Texte retenu
::::
La raison du plus fort est toujours la meilleure.

Depuis que le FPR a pris Kigali par les armes en juillet 1994, cette victoire militaire a été admise par la communauté internationale comme une victoire sur tout un peuple. En effet, au lieu d'apaiser les esprits, le camp tutsi, alors qu'il était sorti vainqueur, s'est vu reconnaître par cette même communauté comme seul victime de la guerre. La bipolarisation hutu tutsi atteint ainsi son paroxysme. La suprématie tutsi, alors que ces derniers restent assez minoritaires, prit une telle ampleur que les hutu se sentirent menacés par le simple fait d'être hutu. Des exactions sommaires, des disparitions inexpliquées des hutu, bref des bavures des droits de l'homme à l'échelle nationale prirent place. La communauté internationale sembla cautionner ces faits. Le FPR, sans qu'il soit dénoncé, fut le seul interlocuteur officiciel et valable en ce qui concerne les problèmes de développement du Rwanda. Jusqu'en 1999, rares sont les voix qui ont osé dire la vérité sur l'Etat FPR.
::::
Données du corpus
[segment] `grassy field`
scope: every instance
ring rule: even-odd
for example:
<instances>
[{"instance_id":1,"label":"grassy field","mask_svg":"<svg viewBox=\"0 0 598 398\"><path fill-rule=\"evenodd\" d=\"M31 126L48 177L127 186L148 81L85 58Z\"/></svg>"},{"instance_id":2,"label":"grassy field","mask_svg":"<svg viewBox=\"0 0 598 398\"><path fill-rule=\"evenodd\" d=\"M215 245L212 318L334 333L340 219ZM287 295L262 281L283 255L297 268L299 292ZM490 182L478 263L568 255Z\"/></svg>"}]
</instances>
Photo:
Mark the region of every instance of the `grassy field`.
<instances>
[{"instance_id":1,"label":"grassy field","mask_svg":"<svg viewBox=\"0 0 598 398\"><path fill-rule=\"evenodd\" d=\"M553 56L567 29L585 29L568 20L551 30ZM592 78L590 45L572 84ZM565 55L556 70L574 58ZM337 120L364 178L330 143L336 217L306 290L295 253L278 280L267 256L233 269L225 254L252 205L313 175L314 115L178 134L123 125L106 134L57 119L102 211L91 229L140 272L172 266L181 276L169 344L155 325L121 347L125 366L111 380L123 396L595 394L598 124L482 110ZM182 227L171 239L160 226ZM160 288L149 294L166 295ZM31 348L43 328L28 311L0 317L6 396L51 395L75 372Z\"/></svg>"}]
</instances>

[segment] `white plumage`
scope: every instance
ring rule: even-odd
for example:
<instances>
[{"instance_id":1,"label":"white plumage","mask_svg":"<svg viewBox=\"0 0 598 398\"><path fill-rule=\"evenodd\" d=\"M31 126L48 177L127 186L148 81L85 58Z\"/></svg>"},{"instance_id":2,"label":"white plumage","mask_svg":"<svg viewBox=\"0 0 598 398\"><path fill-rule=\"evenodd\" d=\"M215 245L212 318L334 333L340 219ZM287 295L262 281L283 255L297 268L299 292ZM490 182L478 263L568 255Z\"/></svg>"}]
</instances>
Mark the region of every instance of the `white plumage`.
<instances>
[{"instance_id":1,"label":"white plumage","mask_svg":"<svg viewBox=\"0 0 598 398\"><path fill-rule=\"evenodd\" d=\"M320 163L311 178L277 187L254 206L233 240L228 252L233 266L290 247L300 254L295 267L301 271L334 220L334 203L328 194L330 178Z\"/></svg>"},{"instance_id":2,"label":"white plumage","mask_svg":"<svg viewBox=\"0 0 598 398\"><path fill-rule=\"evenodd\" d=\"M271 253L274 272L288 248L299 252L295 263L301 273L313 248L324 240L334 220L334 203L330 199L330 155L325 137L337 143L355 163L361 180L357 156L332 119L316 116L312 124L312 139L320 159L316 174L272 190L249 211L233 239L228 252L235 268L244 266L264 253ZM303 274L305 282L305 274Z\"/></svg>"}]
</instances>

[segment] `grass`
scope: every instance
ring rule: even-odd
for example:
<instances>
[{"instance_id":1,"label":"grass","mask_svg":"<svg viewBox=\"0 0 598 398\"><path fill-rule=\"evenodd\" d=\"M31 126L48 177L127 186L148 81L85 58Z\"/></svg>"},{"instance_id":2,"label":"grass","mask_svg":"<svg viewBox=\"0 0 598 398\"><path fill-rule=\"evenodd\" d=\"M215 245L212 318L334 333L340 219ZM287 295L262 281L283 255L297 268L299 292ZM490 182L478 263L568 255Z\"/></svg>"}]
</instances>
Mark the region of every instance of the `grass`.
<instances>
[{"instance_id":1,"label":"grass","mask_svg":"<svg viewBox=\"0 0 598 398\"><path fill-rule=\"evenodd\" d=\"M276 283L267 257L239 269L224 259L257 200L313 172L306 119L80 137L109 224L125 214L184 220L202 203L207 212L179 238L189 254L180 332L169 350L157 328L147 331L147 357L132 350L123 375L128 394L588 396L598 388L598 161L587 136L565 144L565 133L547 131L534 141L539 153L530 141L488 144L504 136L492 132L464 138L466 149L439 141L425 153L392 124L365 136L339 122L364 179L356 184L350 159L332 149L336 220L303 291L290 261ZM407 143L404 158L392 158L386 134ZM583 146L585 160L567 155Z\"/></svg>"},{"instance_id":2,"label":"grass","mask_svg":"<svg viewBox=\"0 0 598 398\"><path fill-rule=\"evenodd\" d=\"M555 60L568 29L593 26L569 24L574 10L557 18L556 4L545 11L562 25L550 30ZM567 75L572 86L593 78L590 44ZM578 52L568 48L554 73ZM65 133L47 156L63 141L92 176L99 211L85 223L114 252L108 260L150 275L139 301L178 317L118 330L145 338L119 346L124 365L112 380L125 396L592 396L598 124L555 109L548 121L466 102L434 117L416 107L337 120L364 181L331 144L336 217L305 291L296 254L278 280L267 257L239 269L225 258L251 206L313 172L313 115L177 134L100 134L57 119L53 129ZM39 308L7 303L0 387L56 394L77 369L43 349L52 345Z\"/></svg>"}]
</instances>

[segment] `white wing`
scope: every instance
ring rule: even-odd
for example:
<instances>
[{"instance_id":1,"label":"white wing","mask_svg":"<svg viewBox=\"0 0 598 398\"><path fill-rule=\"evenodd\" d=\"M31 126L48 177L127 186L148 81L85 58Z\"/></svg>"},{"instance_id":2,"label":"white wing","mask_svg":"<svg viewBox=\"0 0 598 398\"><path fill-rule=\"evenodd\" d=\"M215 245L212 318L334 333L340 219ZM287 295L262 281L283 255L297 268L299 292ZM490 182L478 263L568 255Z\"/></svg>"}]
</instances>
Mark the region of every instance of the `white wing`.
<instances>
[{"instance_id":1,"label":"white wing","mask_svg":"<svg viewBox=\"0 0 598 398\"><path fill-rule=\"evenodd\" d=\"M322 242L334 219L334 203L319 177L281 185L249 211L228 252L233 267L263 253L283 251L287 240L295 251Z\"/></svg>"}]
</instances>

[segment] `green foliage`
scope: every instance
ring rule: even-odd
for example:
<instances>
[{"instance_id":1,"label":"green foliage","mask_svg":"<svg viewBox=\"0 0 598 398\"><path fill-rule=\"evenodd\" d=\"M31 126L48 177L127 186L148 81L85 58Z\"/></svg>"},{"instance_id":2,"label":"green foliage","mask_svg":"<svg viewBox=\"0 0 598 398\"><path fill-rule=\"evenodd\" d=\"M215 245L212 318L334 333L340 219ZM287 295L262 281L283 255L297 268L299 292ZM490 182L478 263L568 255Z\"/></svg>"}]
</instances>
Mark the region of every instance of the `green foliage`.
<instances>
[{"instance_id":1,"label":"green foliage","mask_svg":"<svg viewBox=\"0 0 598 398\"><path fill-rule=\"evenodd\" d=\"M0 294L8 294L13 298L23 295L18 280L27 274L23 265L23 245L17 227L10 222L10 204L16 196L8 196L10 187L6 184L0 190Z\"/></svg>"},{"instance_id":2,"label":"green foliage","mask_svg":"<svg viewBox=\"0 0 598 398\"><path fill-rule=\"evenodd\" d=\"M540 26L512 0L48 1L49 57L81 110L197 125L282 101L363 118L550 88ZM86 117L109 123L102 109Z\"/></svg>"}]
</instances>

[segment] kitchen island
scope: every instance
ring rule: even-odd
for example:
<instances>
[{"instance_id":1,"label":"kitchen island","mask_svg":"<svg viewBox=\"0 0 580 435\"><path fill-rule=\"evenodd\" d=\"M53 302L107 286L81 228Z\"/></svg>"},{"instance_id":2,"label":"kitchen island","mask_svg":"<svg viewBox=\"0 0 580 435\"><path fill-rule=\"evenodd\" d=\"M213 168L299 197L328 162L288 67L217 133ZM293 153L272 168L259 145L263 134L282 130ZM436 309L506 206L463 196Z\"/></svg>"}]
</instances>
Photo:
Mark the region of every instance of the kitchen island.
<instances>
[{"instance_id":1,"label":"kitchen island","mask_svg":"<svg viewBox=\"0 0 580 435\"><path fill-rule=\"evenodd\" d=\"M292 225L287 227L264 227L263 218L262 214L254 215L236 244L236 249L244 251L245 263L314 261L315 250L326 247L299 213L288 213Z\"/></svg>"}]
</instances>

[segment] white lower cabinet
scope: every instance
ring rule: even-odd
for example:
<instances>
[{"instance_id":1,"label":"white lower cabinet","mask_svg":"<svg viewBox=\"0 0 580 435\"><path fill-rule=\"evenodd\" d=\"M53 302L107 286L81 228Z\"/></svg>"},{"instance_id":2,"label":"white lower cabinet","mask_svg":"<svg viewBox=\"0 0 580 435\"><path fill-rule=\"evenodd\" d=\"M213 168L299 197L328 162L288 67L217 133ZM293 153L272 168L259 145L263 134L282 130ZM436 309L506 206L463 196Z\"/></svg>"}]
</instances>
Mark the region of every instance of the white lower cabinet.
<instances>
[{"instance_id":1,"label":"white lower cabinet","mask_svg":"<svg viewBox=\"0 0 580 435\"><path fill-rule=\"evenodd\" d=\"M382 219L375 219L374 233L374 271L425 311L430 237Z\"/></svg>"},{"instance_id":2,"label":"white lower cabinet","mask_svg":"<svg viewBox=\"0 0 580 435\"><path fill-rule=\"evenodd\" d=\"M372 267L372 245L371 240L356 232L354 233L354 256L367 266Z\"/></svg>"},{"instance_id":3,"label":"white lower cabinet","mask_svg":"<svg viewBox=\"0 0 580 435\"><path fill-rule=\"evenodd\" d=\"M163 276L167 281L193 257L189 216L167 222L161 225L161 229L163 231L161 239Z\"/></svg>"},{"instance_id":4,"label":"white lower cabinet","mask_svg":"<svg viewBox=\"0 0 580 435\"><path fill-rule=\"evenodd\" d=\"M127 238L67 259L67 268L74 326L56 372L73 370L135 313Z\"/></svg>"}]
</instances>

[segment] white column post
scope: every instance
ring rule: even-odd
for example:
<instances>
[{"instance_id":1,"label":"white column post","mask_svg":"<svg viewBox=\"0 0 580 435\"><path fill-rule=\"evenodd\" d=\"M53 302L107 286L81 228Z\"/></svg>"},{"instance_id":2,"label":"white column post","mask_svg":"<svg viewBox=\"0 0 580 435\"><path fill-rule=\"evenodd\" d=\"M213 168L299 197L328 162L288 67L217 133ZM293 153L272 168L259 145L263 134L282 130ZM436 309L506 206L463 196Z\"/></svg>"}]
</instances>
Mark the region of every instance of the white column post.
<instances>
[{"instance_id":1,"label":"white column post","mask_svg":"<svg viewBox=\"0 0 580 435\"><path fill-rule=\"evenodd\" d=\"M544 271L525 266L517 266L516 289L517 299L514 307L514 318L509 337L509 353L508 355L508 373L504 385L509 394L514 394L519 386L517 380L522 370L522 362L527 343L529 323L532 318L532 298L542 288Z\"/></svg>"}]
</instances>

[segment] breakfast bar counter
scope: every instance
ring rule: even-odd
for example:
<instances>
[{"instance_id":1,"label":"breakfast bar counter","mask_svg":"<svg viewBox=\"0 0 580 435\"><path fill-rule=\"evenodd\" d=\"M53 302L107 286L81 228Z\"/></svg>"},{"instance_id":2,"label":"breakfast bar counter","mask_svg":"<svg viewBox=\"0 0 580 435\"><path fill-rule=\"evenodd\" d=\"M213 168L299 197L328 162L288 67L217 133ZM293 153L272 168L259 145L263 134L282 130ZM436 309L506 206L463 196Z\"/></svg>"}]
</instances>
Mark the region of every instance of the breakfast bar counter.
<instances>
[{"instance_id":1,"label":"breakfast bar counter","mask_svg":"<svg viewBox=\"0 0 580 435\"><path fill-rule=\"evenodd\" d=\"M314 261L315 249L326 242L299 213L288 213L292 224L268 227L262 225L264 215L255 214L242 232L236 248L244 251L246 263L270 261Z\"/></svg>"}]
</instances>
::::
Consigne
Répondez brièvement à ces questions sur le texte retenu.
(a) À quelle date le FPR a-t-il pris Kigali par les armes ?
(b) Comment le texte qualifie-t-il le poids numérique des Tutsi ?
(c) Jusqu'à quelle année les voix qui ont osé dire la vérité sur l'État FPR sont-elles restées rares ?

Réponse attendue
(a) En juillet 1994.
(b) Ils restent « assez minoritaires ».
(c) Jusqu'en 1999.